TASK:
Exactly reproduce the lines that follow.

DATA LINES:

=-=-=

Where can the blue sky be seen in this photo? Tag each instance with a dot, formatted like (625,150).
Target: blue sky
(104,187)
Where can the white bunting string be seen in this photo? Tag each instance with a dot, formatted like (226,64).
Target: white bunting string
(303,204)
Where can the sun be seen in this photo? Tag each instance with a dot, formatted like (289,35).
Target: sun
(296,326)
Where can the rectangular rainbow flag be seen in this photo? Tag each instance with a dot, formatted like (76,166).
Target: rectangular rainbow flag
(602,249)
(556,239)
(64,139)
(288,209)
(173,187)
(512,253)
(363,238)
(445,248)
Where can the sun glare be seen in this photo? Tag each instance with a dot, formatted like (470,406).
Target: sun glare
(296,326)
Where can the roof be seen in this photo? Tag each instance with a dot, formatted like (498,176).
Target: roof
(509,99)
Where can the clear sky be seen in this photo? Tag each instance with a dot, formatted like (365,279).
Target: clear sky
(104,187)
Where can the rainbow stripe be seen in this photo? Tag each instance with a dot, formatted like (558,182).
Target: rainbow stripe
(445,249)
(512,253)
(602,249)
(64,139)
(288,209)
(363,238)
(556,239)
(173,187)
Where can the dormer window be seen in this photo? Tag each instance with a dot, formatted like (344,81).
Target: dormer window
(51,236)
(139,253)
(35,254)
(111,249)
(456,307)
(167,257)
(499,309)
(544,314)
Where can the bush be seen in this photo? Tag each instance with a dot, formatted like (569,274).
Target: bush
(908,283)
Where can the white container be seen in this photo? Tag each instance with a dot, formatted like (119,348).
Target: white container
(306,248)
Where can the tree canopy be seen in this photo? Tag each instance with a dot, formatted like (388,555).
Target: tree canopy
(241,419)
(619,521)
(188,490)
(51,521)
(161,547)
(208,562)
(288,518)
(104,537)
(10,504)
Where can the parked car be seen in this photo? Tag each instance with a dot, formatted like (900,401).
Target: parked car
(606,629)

=-=-=

EXERCISE SOLUTION:
Where can the blue sky be seen in this photo? Tag each instance with a dot, formatted like (625,150).
Target: blue sky
(104,187)
Where can the white bunting string be seen in this photo? Tag each instance with a dot, formatted like (226,64).
Target: white bunting string
(303,204)
Where can the sun be seen in this photo? Tag each instance with a dot, formatted like (289,35).
Target: sun
(296,326)
Where can the rectangular rainbow flag be seen in this photo? Tag each instance with a dot, formatted like (76,166).
Target: rectangular rainbow flag
(602,249)
(556,239)
(64,139)
(288,209)
(173,187)
(512,253)
(363,238)
(445,248)
Where can the sun glare be seen in this photo? Tag each instance with a dot, formatted like (470,406).
Target: sun glare
(296,326)
Where can the roof be seen in this photo? Tag each instance with a dot, formatted like (498,176).
Target: roof
(509,99)
Where can the clear sky be seen in this photo? Tag each instance with a dot, formatted like (365,279).
Target: clear sky
(104,187)
Where can the rainbow stripe be seen in this photo? Tag each instance with a dot, formatted like (558,182).
Target: rainbow stripe
(445,249)
(512,253)
(602,249)
(64,139)
(288,209)
(363,238)
(556,239)
(173,187)
Where can the dormer window be seen in this photo? Tag each instance with a dot, formatted like (344,81).
Target: dormer window
(51,236)
(139,253)
(35,254)
(111,249)
(456,307)
(167,257)
(499,309)
(544,314)
Where can the bush be seen in this photo? Tag each instance with a dot, formatted like (569,274).
Target: bush
(908,283)
Where can the white container be seen in this photo? Tag each instance with a dot, formatted like (119,348).
Target: white container
(306,248)
Where can the tree canopy be seen in this photo? Tag each instance with a dot, formatted like (388,555).
Target: tree canopy
(241,419)
(619,521)
(188,490)
(51,521)
(161,547)
(208,562)
(288,518)
(104,537)
(10,504)
Where can the parked car be seen in this photo? Tag each instance with a dot, formatted like (900,401).
Target: parked car
(606,629)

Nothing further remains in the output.